* [DIRECTION]
Gather every line in the rows below that contains the string "target", and copy each one.

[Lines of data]
┌──

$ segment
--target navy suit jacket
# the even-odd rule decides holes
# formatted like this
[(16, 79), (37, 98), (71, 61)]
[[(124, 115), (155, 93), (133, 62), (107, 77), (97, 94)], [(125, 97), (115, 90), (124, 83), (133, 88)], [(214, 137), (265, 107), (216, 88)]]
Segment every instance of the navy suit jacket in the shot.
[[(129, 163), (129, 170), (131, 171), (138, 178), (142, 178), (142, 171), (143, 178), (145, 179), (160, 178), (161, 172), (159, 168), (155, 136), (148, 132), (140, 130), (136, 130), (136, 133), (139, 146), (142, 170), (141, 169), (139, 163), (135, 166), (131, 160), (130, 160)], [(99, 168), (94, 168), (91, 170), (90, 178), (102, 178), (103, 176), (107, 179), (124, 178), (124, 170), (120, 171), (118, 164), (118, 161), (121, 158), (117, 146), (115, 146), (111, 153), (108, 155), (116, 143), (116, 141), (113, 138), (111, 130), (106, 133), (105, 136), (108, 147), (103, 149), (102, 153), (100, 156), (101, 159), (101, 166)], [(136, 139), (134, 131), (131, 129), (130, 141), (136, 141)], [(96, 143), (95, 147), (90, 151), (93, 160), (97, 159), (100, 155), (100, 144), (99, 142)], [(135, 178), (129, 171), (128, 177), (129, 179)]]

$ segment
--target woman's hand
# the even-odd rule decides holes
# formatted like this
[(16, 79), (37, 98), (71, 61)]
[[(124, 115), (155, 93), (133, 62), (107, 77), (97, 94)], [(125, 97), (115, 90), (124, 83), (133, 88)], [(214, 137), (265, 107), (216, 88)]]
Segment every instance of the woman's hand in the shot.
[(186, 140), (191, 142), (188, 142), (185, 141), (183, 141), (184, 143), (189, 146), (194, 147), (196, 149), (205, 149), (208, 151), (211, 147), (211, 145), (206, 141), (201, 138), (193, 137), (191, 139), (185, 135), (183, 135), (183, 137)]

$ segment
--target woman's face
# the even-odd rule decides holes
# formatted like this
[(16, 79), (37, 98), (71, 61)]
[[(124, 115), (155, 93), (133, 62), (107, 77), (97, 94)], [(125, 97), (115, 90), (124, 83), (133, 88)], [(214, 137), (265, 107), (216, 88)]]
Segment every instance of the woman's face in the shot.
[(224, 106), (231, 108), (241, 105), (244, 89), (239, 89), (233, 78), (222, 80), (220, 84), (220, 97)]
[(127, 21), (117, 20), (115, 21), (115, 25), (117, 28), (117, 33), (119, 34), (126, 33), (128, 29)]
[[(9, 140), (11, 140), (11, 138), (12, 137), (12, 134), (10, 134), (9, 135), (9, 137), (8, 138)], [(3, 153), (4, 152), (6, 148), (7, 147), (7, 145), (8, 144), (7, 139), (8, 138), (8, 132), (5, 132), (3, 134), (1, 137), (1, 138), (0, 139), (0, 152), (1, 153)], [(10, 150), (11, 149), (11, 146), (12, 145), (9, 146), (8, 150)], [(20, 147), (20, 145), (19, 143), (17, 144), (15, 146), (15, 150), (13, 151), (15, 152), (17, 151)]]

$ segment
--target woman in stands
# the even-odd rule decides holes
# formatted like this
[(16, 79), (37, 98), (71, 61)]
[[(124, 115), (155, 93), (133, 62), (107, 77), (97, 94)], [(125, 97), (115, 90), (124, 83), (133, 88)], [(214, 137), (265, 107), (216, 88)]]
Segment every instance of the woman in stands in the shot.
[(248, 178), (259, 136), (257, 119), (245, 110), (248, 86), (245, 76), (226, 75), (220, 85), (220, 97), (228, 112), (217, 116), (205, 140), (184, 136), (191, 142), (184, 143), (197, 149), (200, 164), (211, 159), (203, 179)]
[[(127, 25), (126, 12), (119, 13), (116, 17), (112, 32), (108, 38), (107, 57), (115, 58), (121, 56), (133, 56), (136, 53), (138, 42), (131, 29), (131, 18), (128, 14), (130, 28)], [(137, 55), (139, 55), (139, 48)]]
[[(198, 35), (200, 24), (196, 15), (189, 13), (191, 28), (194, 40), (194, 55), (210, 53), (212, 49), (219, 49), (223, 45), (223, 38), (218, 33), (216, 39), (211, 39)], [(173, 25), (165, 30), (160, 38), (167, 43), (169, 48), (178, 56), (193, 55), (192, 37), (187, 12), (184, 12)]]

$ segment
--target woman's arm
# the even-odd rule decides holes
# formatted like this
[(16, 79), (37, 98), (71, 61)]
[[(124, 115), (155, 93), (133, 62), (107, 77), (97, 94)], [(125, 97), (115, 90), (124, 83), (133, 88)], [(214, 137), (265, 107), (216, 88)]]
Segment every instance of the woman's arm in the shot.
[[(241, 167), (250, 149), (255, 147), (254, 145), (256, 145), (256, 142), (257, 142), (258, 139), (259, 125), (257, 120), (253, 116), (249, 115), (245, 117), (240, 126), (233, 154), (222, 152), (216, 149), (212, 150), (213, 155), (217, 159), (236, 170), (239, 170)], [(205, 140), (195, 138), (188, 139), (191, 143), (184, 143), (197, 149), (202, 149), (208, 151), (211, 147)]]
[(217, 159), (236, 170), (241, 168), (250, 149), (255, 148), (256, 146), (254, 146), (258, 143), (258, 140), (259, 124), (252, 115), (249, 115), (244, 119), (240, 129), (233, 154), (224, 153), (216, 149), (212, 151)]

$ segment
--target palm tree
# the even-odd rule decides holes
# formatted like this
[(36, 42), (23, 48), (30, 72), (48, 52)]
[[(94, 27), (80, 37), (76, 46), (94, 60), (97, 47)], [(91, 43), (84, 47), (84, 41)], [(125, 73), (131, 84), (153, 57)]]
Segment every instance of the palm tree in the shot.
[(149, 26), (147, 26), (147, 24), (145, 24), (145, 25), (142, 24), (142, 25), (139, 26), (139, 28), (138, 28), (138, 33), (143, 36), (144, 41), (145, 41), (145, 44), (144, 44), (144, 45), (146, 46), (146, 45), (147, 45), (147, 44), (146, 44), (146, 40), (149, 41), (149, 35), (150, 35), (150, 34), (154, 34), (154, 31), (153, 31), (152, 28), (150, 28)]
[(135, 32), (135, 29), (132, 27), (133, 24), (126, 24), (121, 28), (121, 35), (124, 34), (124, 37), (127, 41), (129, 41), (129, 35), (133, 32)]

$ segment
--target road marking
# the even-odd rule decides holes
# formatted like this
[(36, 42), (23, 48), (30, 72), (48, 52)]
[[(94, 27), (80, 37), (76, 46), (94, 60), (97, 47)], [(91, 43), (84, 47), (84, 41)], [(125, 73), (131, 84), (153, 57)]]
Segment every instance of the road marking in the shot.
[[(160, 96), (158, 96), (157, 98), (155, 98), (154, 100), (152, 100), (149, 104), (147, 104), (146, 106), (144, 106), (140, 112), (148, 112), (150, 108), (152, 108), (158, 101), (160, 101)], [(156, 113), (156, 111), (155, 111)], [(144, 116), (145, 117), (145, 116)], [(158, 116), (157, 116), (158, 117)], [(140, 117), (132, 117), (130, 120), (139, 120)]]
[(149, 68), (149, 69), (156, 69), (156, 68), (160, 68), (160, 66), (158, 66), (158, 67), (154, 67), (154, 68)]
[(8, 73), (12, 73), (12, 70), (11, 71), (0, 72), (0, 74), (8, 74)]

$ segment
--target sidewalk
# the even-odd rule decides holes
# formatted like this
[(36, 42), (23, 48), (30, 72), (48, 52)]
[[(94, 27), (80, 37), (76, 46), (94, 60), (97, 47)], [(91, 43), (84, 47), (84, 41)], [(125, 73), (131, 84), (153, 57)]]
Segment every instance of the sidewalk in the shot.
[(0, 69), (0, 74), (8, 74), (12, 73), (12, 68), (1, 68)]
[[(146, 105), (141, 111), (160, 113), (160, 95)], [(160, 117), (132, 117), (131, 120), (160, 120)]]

└──

* [SOLUTION TO THE PROBLEM]
--target navy suit jacket
--target woman's hand
--target woman's face
--target woman in stands
--target woman's arm
--target palm tree
--target road marking
--target sidewalk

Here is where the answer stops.